PROVIDED DATA:

____________

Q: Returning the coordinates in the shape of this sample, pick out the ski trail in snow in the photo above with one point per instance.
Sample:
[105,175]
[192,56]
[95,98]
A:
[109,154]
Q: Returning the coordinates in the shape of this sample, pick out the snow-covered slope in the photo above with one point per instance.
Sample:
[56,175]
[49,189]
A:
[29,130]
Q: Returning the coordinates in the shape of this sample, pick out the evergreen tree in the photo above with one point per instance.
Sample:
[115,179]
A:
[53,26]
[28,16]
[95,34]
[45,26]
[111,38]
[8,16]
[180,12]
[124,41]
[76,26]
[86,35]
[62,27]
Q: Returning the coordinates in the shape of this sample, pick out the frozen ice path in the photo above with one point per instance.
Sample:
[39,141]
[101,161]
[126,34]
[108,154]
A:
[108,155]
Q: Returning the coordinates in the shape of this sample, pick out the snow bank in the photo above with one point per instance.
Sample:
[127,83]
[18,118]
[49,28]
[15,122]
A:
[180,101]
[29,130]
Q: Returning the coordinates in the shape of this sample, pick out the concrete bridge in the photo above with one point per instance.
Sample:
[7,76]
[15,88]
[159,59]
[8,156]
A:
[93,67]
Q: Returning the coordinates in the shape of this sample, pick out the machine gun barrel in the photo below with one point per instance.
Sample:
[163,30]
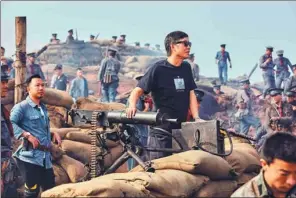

____________

WORK TASK: Copy out all lines of the material containing the word "Returning".

SOLVED EXERCISE:
Q: Returning the coordinates in the shape of this sample, pick out the ski trail in snow in the photo above with one point per instance.
Q: Returning the coordinates in the shape of this sample, pick out the snow-covered slope in the photo above with one point per instance.
Q: Returning the coordinates in the shape of this sample, pick out the evergreen tree in the photo above with one point per instance.
Q: Returning the coordinates in the shape of this sample, pick out the frozen ice path in the photo above with one point per instance.
Q: Returning the coordinates in the shape of this sample, pick out the snow bank in the photo above with one point per instance.
Q: Returning the coordinates in the shape of this sample, pick out the concrete bridge in the photo above with one point per instance.
Q: Returning the coordinates in the shape of this sample, pick out the machine gun barrel in the photo below with one point per instance.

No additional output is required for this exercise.